Restate all of the data exactly.

→ **MATERIAL SHOWN**:
########################################
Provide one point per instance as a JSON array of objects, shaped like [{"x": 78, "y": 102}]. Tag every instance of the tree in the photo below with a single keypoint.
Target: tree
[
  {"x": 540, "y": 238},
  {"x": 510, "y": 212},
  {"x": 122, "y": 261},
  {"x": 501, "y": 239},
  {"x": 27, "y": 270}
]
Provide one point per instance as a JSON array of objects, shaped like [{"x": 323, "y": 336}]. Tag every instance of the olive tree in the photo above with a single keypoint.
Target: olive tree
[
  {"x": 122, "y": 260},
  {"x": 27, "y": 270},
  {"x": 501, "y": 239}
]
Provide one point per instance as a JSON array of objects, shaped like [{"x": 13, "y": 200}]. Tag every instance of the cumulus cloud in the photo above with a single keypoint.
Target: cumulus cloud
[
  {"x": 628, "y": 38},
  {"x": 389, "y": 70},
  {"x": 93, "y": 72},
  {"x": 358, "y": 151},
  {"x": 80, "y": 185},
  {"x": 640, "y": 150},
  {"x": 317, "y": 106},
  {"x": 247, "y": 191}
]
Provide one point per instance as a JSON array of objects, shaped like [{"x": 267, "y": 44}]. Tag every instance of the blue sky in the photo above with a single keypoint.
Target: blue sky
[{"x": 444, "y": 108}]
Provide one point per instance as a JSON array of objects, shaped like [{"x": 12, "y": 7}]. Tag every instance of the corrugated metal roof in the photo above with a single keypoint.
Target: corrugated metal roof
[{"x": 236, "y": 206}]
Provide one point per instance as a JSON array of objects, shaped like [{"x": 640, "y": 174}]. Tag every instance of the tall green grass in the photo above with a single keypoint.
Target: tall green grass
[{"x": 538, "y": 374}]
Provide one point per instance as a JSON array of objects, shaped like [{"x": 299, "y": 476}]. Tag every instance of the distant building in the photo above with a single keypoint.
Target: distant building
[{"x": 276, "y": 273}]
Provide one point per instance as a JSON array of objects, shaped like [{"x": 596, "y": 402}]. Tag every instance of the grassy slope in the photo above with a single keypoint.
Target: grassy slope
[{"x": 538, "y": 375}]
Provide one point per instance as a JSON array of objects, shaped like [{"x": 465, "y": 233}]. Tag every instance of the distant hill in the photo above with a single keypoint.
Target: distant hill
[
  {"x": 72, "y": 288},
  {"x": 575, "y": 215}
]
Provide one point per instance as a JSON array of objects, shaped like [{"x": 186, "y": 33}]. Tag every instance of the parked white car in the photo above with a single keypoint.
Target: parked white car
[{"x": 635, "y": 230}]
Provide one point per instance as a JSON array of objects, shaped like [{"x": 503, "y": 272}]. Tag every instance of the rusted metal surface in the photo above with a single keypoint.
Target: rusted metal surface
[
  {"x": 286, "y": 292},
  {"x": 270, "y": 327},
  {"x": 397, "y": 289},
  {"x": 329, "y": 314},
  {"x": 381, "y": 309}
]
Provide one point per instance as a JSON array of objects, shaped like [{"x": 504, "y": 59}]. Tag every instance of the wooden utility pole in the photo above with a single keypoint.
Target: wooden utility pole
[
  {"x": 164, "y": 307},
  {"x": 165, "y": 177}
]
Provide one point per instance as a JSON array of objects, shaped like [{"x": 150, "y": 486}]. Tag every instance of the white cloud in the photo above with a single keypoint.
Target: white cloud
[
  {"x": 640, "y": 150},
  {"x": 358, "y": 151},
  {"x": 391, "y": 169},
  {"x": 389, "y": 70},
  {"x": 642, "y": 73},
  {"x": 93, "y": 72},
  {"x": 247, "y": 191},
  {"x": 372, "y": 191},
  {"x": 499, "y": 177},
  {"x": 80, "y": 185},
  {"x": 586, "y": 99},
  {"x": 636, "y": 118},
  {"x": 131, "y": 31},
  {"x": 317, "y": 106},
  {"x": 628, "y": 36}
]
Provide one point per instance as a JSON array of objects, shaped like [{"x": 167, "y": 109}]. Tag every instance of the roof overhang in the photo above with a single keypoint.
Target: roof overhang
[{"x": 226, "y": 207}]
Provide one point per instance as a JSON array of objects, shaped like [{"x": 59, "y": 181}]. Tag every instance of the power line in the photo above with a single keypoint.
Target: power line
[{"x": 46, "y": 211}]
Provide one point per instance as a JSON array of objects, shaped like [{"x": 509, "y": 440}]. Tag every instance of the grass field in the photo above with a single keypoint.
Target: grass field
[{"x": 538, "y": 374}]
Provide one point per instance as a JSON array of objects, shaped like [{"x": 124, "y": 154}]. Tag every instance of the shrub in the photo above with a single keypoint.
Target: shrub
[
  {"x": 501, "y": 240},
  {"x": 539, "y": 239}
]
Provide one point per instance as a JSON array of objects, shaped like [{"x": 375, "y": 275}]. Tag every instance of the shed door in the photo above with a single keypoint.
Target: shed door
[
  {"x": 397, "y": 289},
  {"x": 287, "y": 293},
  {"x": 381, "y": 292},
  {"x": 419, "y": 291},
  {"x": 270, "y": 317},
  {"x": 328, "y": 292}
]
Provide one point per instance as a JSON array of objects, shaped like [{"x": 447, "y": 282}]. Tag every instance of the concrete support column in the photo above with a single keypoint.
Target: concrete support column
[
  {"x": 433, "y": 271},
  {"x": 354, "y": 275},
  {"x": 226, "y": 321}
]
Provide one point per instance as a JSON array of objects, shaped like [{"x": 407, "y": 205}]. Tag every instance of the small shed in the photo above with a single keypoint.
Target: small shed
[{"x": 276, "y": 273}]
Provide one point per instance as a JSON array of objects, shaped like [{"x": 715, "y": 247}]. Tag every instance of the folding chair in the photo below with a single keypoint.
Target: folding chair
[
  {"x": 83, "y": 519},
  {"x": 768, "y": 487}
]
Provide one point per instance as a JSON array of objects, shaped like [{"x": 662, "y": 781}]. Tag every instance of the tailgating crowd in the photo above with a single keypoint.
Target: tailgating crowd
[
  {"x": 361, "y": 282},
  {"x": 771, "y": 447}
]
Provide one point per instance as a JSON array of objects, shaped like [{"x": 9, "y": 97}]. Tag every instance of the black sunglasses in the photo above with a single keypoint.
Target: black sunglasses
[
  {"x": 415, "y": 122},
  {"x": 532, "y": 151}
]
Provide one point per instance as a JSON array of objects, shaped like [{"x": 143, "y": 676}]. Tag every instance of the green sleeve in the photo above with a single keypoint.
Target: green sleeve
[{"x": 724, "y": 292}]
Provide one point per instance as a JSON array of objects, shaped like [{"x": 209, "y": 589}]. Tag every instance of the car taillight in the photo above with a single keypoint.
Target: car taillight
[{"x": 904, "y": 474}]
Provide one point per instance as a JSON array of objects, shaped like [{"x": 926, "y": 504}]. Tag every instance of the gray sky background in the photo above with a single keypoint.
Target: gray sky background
########################################
→ **RESULT OF THIS EXERCISE**:
Provide one point per instance as a JSON array of objects, shaped like [{"x": 78, "y": 102}]. Tag every instance of the tree in the photo below with a single keypoint.
Target: tree
[
  {"x": 540, "y": 238},
  {"x": 510, "y": 212},
  {"x": 122, "y": 261},
  {"x": 501, "y": 239},
  {"x": 27, "y": 270}
]
Provide one point per instance as a JSON array of objects, shaped like [{"x": 323, "y": 336}]. Tag every instance of the olive tree in the photo above with a single keypoint.
Target: olive tree
[
  {"x": 122, "y": 260},
  {"x": 27, "y": 270},
  {"x": 501, "y": 239}
]
Provide one point per instance as a JSON array of objects, shaped like [{"x": 13, "y": 200}]. Tag every instance of the cumulus cloud in the photo above with a single keypoint.
Target: cumulus cloud
[
  {"x": 628, "y": 38},
  {"x": 389, "y": 70},
  {"x": 93, "y": 72},
  {"x": 358, "y": 151},
  {"x": 80, "y": 185},
  {"x": 640, "y": 150},
  {"x": 317, "y": 106},
  {"x": 247, "y": 191}
]
Provide one point per instance as a JSON array of objects, shaped like [{"x": 267, "y": 44}]. Tag every instance of the blue sky in the photo above with a single keypoint.
Target: blue sky
[{"x": 444, "y": 108}]
Provide one point per instance as a JSON array of objects, shaped like [{"x": 12, "y": 7}]. Tag every instance of the corrugated metal roof in the photo above with a single keypoint.
Target: corrugated metal roof
[{"x": 236, "y": 206}]
Provide one point per instance as a JSON array of objects, shaped like [{"x": 640, "y": 174}]. Tag every instance of the tall green grass in the photo above with a single keypoint.
Target: tall green grass
[{"x": 538, "y": 374}]
Provide one point per instance as a JSON array of objects, shaped like [{"x": 299, "y": 476}]. Tag every instance of the distant building in the photo above with a single keypoint.
Target: distant building
[{"x": 276, "y": 273}]
Provide one point per instance as a JSON array of objects, shaped like [{"x": 596, "y": 402}]. Tag every instance of the grassy slope in the photo above with a single keypoint.
Target: grassy slope
[{"x": 538, "y": 375}]
Provide one point per instance as a JSON array of objects, shaped like [{"x": 465, "y": 233}]. Tag every instance of the distant hill in the photo above with a single keypoint.
Target: distant hill
[
  {"x": 72, "y": 288},
  {"x": 575, "y": 215}
]
Provide one point per instance as a JSON array of objects, shaped like [{"x": 186, "y": 33}]. Tag every instance of the parked white car in the photo above with a single keypoint.
Target: parked white car
[{"x": 635, "y": 230}]
Provide one point per instance as a JSON array of objects, shaped like [{"x": 503, "y": 272}]. Tag every instance of the rusted metal surface in the photo above with a single keypoint.
Target: rusted metal surface
[
  {"x": 286, "y": 292},
  {"x": 270, "y": 327},
  {"x": 397, "y": 289},
  {"x": 329, "y": 314},
  {"x": 381, "y": 309}
]
Provide one point per instance as a JSON array of objects, shaped like [{"x": 504, "y": 59}]. Tag every instance of the wooden utility pole in the photo above with a single keypoint.
Target: wooden utility pole
[
  {"x": 164, "y": 307},
  {"x": 165, "y": 177}
]
Provide one point per instance as a JSON array of objects, shaped like [{"x": 150, "y": 486}]. Tag every instance of the white cloud in the photo above with a single keypoint.
Target: white cloud
[
  {"x": 640, "y": 150},
  {"x": 358, "y": 151},
  {"x": 391, "y": 169},
  {"x": 389, "y": 70},
  {"x": 642, "y": 73},
  {"x": 93, "y": 72},
  {"x": 247, "y": 191},
  {"x": 372, "y": 191},
  {"x": 499, "y": 177},
  {"x": 80, "y": 185},
  {"x": 586, "y": 99},
  {"x": 636, "y": 118},
  {"x": 131, "y": 31},
  {"x": 317, "y": 106},
  {"x": 628, "y": 36}
]
Provide one point per instance as a JSON array of objects, shaped like [{"x": 167, "y": 109}]. Tag every instance of the roof overhang in the photo above with a single keypoint.
Target: roof overhang
[{"x": 226, "y": 207}]
Provide one point per instance as a JSON array of objects, shaped like [{"x": 59, "y": 181}]. Tag every instance of the power line in the photo above with a single keypoint.
Target: power line
[{"x": 46, "y": 211}]
Provide one point per instance as a JSON array of objects, shaped like [{"x": 509, "y": 440}]. Tag every instance of the grass field in the photo above with a single keypoint.
Target: grass field
[{"x": 538, "y": 374}]
Provide one point per instance as a JSON array of objects, shaped like [{"x": 124, "y": 154}]. Tag every instance of the shrub in the photo above with a single keypoint.
Target: shrub
[
  {"x": 501, "y": 240},
  {"x": 539, "y": 239}
]
Provide one point per instance as a JSON array of objects, shaped like [{"x": 375, "y": 275}]. Tag every instance of the shed door in the photo above with a single keypoint.
Target: shed door
[
  {"x": 397, "y": 289},
  {"x": 287, "y": 293},
  {"x": 381, "y": 292},
  {"x": 419, "y": 291},
  {"x": 270, "y": 317},
  {"x": 328, "y": 292}
]
Provide one point per instance as a JSON array of objects, shaped like [{"x": 447, "y": 282}]. Tag every instance of the concrete support column in the photo above with a single keypoint.
Target: concrete support column
[
  {"x": 433, "y": 271},
  {"x": 354, "y": 275},
  {"x": 226, "y": 321}
]
Provide one point per instance as a JSON array of objects, shaped like [{"x": 407, "y": 205}]. Tag every instance of the small shed in the photo above with a single keypoint.
Target: small shed
[{"x": 276, "y": 273}]
Provide one point per instance as a JSON array of objects, shaped like [{"x": 715, "y": 247}]. Tag every instance of the folding chair in the photo below with a single keypoint.
Target: folding chair
[
  {"x": 83, "y": 519},
  {"x": 768, "y": 487}
]
Provide one point per instance as a JSON array of objects, shaped like [{"x": 662, "y": 781}]. Tag every instance of the tailgating crowd in the photo above with a single keypoint.
Target: tailgating crowd
[
  {"x": 361, "y": 282},
  {"x": 771, "y": 447}
]
Provide one point per instance as a JSON array of objects, shaped like [{"x": 9, "y": 97}]. Tag every instance of the black sunglasses in the photo above with a single keypoint.
Target: black sunglasses
[
  {"x": 415, "y": 122},
  {"x": 532, "y": 151}
]
Provide one point per instance as a JSON array of objects, shaped like [{"x": 143, "y": 676}]. Tag every instance of the green sleeve in the photo above with a single keypoint.
Target: green sleeve
[{"x": 724, "y": 292}]
Provide one point per instance as a JSON array of objects, shaped like [{"x": 209, "y": 589}]. Tag every instance of the car taillight in the photo above with a single keypoint.
Target: car taillight
[{"x": 904, "y": 474}]
Provide one point per instance as a JSON array of objects, shaped like [{"x": 926, "y": 504}]. Tag every instance of the gray sky background in the photo above with a single keypoint.
Target: gray sky background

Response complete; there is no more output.